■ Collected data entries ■

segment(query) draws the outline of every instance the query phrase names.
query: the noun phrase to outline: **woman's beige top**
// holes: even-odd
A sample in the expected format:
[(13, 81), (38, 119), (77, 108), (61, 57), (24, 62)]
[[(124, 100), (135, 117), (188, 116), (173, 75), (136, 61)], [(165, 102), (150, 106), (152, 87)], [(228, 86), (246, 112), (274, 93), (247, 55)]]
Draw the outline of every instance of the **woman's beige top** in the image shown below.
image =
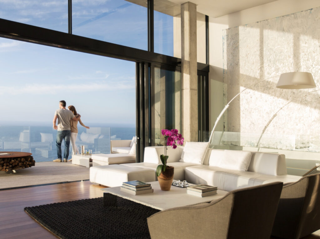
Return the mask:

* * *

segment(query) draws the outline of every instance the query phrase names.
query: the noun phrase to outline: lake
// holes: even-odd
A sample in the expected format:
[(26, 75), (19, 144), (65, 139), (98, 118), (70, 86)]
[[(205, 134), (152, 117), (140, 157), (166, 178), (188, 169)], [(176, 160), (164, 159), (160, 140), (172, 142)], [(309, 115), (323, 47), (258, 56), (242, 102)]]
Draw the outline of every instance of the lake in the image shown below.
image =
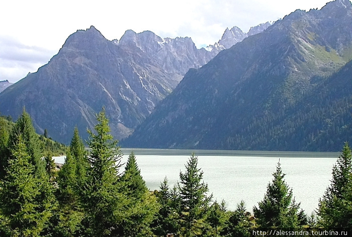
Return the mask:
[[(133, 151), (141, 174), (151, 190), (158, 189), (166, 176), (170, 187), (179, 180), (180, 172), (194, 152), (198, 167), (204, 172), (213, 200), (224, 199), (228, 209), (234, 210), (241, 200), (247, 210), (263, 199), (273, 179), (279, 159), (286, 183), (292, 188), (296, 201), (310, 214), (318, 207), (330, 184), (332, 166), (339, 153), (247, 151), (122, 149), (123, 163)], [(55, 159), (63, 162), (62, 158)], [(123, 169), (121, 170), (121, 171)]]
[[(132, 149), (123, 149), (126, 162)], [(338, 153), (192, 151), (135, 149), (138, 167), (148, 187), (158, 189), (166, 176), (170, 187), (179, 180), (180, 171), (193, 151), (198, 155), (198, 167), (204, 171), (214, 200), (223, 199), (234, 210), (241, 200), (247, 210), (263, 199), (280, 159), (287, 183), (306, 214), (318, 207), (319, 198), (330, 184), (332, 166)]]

■ Your objective ■
State how many lines of the listing above contain the string "instance", giving only the number.

■ Result of the exercise ■
4